| THE EXERCISE |
Tally the rows below that contain the string "drawer", counting only case-exact matches, and reply with that number alone.

begin SUPPLIED MATERIAL

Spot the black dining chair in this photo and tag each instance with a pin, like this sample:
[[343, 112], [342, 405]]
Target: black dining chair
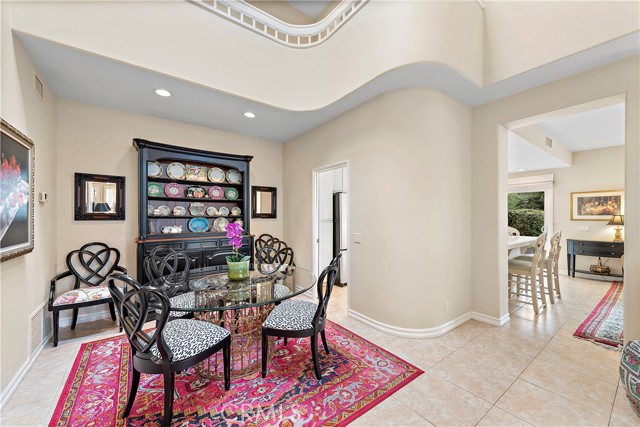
[[299, 318], [89, 266], [170, 274], [171, 347]]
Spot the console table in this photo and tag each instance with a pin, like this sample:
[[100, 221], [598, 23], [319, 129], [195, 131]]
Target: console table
[[592, 248]]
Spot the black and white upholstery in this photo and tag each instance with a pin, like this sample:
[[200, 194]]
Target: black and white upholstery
[[89, 267], [172, 347], [297, 318]]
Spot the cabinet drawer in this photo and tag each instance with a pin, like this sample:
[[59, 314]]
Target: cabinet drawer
[[203, 245], [599, 250]]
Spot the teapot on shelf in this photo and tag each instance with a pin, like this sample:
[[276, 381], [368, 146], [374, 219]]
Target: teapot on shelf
[[171, 229]]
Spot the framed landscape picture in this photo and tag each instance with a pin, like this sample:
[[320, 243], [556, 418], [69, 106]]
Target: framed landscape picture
[[16, 193], [596, 205]]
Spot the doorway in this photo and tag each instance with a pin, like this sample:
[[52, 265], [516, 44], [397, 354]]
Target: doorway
[[331, 218]]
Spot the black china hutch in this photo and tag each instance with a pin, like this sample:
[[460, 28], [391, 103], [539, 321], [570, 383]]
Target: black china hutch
[[186, 198]]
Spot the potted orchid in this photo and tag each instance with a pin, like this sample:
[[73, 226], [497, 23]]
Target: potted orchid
[[237, 263]]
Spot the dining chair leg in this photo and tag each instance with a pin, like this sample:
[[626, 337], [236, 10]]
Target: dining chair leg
[[168, 398], [314, 356], [324, 342], [74, 320], [226, 357], [540, 284], [135, 380], [550, 288], [264, 354], [531, 284], [56, 323], [112, 310]]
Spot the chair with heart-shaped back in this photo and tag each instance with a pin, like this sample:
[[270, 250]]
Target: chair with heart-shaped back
[[89, 267]]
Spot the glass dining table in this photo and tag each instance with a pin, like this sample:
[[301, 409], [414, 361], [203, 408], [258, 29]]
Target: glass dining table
[[241, 307]]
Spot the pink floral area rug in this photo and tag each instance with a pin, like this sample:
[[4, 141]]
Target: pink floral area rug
[[604, 325], [357, 376]]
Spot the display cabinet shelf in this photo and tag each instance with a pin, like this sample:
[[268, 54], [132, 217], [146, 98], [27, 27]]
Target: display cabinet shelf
[[160, 165]]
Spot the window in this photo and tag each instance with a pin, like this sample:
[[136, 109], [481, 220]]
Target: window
[[526, 196]]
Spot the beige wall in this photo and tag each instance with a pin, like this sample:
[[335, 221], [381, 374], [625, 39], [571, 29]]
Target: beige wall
[[24, 281], [489, 178], [99, 140], [592, 170], [522, 35], [408, 154]]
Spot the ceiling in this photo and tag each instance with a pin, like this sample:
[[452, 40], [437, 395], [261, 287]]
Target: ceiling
[[85, 77], [589, 130], [311, 8]]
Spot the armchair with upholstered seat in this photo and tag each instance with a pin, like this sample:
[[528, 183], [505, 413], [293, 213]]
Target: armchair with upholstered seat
[[89, 267]]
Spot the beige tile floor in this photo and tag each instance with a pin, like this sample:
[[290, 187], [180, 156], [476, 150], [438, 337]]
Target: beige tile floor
[[529, 372]]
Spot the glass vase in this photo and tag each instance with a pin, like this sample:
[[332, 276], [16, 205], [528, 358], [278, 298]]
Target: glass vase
[[238, 270]]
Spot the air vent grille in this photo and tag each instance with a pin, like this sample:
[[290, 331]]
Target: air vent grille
[[39, 328], [38, 86]]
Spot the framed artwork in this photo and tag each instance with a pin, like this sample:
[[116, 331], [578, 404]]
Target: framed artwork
[[16, 193], [596, 205]]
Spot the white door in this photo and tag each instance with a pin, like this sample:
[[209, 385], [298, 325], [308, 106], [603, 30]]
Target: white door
[[329, 180]]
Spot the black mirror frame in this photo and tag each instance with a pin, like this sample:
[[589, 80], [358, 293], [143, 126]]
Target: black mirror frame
[[80, 180], [274, 199]]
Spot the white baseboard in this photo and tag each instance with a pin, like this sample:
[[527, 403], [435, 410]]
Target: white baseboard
[[411, 333], [428, 332], [21, 374]]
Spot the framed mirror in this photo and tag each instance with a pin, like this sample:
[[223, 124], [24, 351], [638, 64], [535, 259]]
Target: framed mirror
[[99, 197], [263, 202]]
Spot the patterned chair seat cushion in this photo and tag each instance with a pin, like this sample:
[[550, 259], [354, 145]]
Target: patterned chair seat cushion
[[291, 315], [181, 301], [77, 296], [188, 337], [280, 291]]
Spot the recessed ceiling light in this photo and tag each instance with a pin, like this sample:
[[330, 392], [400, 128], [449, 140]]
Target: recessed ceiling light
[[162, 92]]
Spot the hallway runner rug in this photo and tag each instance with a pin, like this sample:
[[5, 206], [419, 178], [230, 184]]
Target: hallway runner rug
[[357, 376], [604, 324]]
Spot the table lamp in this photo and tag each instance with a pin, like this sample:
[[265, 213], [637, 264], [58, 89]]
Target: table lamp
[[617, 220]]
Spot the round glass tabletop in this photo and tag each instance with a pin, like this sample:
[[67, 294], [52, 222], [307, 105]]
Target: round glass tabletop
[[265, 285]]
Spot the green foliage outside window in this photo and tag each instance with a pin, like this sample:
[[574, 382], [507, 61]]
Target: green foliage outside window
[[526, 212]]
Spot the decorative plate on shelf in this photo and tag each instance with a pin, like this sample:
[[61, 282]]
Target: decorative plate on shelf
[[174, 190], [231, 193], [234, 176], [195, 191], [198, 225], [216, 192], [216, 175], [179, 211], [220, 224], [154, 189], [175, 170], [162, 210], [196, 209], [196, 173], [154, 169]]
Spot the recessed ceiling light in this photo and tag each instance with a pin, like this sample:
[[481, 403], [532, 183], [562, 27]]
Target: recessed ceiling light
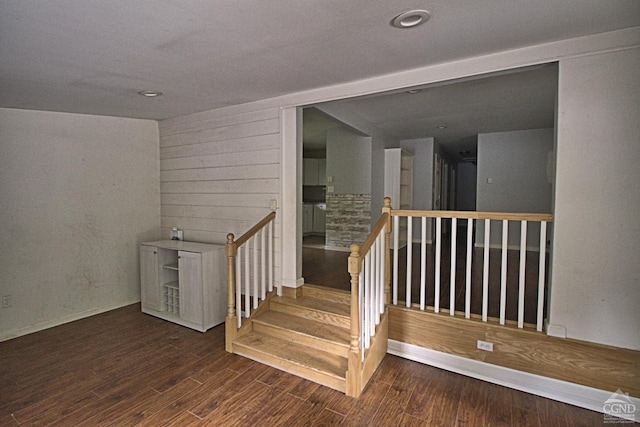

end SUPPLIED MATERIAL

| REPLY |
2